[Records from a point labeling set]
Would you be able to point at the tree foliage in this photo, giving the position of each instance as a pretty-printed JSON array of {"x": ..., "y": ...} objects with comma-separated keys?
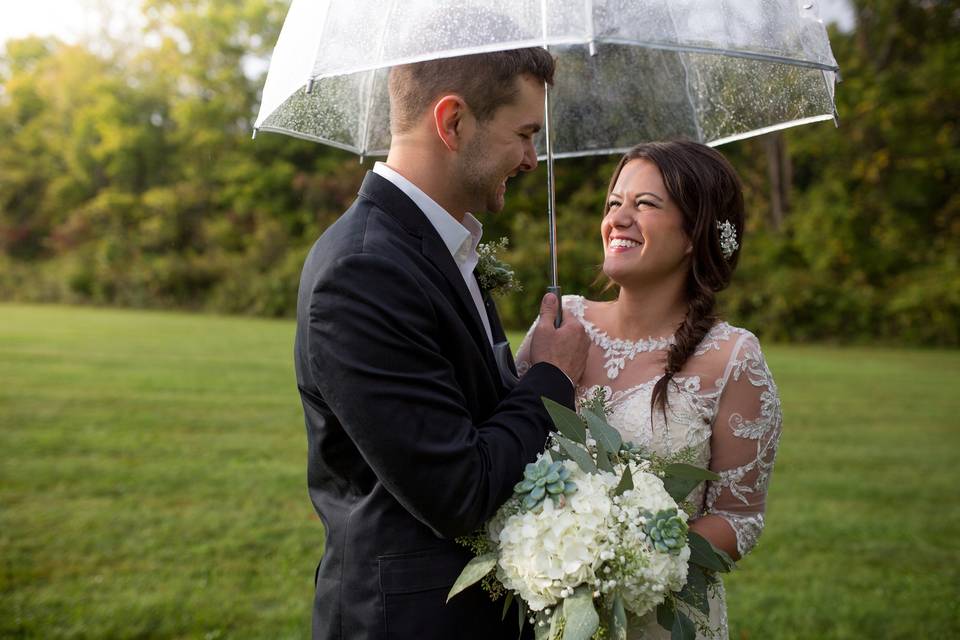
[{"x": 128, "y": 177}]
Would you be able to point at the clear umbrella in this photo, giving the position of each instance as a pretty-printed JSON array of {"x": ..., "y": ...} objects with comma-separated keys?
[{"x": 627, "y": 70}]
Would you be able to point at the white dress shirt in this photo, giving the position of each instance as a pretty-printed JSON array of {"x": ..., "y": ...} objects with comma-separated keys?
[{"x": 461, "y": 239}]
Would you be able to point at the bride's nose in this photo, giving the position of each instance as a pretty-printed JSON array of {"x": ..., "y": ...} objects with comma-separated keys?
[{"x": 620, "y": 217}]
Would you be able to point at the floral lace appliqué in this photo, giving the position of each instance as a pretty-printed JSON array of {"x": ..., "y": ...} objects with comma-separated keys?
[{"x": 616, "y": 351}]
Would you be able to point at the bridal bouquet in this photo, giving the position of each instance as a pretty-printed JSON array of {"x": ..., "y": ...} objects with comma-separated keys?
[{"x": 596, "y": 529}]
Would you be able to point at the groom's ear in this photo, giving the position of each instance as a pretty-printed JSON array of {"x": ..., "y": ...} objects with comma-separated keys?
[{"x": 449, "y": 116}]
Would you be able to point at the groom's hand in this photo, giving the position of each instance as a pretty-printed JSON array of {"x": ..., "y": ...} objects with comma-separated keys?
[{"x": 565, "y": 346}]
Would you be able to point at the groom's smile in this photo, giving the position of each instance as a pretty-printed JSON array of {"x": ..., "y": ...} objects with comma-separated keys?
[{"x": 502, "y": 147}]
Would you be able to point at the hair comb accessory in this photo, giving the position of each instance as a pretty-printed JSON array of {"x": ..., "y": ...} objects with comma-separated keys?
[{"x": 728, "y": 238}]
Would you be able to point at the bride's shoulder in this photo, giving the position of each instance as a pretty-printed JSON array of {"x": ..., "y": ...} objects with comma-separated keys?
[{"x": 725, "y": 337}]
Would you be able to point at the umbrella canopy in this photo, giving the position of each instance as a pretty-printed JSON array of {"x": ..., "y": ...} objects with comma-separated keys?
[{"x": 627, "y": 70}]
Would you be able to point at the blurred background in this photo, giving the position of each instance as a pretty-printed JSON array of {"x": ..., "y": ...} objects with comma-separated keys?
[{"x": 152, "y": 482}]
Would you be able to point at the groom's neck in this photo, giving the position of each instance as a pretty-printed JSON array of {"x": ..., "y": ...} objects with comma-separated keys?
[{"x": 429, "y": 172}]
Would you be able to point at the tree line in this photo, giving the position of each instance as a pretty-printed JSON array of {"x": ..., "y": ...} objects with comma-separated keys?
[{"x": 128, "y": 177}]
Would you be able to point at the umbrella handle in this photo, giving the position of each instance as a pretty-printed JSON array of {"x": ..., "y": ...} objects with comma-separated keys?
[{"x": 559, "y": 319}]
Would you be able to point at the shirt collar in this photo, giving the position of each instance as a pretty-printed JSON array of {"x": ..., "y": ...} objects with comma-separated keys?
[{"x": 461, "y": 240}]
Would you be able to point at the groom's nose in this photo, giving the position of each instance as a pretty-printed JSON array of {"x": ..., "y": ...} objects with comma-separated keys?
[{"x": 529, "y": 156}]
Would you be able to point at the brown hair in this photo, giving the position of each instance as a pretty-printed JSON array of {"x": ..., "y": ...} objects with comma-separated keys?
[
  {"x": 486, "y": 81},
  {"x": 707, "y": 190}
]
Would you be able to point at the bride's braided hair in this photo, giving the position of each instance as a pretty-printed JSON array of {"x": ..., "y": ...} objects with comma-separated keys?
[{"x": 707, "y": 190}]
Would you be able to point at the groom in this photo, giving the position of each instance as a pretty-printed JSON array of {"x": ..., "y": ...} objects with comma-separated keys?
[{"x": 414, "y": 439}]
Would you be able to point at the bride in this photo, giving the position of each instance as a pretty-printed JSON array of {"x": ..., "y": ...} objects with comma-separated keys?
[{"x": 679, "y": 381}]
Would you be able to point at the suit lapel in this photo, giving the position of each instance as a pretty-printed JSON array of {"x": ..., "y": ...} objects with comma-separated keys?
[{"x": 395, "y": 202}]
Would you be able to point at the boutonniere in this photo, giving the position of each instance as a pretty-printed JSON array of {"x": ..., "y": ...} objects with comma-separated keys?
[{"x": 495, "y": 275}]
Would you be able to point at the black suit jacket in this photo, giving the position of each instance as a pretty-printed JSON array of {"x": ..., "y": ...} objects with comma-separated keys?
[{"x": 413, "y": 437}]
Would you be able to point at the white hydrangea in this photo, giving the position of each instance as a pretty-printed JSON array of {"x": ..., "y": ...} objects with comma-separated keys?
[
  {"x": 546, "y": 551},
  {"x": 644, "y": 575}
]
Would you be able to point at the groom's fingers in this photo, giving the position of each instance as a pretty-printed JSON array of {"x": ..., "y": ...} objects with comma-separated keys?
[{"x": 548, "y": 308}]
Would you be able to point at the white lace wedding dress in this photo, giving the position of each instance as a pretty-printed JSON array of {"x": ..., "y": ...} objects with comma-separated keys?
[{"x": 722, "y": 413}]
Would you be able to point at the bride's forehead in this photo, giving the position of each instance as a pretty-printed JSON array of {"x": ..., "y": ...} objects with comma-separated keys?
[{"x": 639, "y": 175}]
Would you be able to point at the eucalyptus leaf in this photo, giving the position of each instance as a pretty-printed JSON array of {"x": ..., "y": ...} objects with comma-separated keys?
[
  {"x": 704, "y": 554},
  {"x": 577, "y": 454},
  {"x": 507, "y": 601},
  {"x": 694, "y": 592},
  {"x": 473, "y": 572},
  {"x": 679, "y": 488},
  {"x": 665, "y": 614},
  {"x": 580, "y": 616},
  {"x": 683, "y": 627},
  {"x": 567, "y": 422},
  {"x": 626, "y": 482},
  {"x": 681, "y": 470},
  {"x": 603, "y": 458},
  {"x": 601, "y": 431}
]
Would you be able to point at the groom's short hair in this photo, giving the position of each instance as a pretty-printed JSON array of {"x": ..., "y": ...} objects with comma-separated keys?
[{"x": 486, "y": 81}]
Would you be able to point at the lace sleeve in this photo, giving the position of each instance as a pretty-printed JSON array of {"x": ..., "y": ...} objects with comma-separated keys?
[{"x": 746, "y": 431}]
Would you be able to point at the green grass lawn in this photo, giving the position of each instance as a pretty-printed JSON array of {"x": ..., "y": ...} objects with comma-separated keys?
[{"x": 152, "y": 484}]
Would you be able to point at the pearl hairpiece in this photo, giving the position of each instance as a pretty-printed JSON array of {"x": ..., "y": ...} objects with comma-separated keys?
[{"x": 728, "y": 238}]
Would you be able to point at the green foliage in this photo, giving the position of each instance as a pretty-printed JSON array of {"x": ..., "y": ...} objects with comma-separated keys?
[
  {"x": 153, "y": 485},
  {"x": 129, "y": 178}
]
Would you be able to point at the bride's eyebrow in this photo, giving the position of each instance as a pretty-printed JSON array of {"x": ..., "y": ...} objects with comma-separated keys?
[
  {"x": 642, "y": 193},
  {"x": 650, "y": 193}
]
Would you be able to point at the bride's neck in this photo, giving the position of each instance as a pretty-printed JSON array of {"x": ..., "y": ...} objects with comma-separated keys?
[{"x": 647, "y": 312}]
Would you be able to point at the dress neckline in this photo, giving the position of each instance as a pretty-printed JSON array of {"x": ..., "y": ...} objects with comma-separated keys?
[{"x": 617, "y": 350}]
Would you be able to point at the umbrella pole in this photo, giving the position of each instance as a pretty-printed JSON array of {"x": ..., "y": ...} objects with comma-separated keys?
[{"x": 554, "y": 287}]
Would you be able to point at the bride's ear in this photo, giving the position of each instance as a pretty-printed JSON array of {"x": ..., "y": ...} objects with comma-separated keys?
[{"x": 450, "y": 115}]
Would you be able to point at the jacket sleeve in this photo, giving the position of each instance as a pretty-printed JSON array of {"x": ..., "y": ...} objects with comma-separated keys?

• _What you have to do_
Find the line that contains "Would you be able to point at the green foliage". Repeat it and every line after it, exactly as written, up to and including the last line of the records above.

• _Completed task_
Would you be able to point at the green foliage in this photo, giving the position of each instance as a pretty-printed JSON array of {"x": ..., "y": ...} objects with comma-separated keys?
[
  {"x": 153, "y": 485},
  {"x": 129, "y": 178}
]
Would you be able to point at the bride's eyebrow in this photo, giving the position of each instance as a pretty-printed JSON array of {"x": ..., "y": ...} objects with comma-separated keys?
[
  {"x": 642, "y": 193},
  {"x": 650, "y": 193}
]
Would you be able to point at the bride's neck in this photo, giving the position of each instance as a pretty-printed JSON array of {"x": ..., "y": ...} objects with comma-separated keys?
[{"x": 647, "y": 312}]
Would you be able to point at the dress neckline in this photo, giving the position of each instance as a pretty-printed JSON array of {"x": ..., "y": ...} objects with comma-separated keys?
[{"x": 617, "y": 350}]
Would you be able to point at the umbrella pole in this photo, giving the position of each instance as a pretty-printed JSON array of {"x": ..., "y": ...} objects with comma-separated keys?
[{"x": 554, "y": 287}]
Would you be able to point at the bride's ear in this photo, giving the position of each instance as a pretty-printed JSON array of {"x": ..., "y": ...} objects with comma-separated keys?
[{"x": 450, "y": 115}]
Would you be able to point at the jacket sleeve in this photo, giving the position of each instance as a pretty-printed JSON array of {"x": ..., "y": ...} objects with comma-separated keys?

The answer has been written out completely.